Kayıtlı veri girdileri:
------------------------------------
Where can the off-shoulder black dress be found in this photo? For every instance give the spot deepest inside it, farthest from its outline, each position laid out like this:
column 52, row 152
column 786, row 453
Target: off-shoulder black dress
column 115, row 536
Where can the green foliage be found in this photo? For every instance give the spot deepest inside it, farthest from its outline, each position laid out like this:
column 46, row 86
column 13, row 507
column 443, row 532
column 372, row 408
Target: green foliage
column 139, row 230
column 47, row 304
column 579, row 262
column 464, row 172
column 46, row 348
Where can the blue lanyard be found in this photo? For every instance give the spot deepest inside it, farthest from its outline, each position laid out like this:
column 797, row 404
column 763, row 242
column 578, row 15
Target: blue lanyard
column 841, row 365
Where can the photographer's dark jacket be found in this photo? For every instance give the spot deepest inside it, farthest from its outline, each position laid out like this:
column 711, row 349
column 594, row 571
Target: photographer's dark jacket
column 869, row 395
------------------------------------
→ İstenen
Yukarıdaki dökümün tüm satırlarını numaralı bir listeye aktarın ve boş satırları atlayın.

→ Görev Yanıtı
1. Where can the off-shoulder black dress be found in this photo? For every instance give the spot deepest inside it, farthest from its outline, each position laid out like this:
2. column 52, row 152
3. column 786, row 453
4. Target: off-shoulder black dress
5. column 115, row 536
6. Where can the green foliage be found in this photo? For every instance give the spot deepest inside it, farthest from its outline, each position laid out like this:
7. column 46, row 86
8. column 13, row 507
9. column 443, row 532
10. column 372, row 408
11. Target: green foliage
12. column 139, row 230
13. column 47, row 304
14. column 579, row 262
15. column 464, row 172
16. column 46, row 348
17. Where can the blue lanyard be found in this photo? For every instance give the spot deepest inside it, farthest from its outline, each position laid out like this:
18. column 797, row 404
19. column 763, row 242
20. column 578, row 15
21. Target: blue lanyard
22. column 841, row 365
23. Where can the photographer's dark jacket be found in this photo? For every instance give the spot deepest inside it, farthest from its outline, each position laid out like this:
24. column 711, row 349
25. column 594, row 571
26. Target: photographer's dark jacket
27. column 869, row 395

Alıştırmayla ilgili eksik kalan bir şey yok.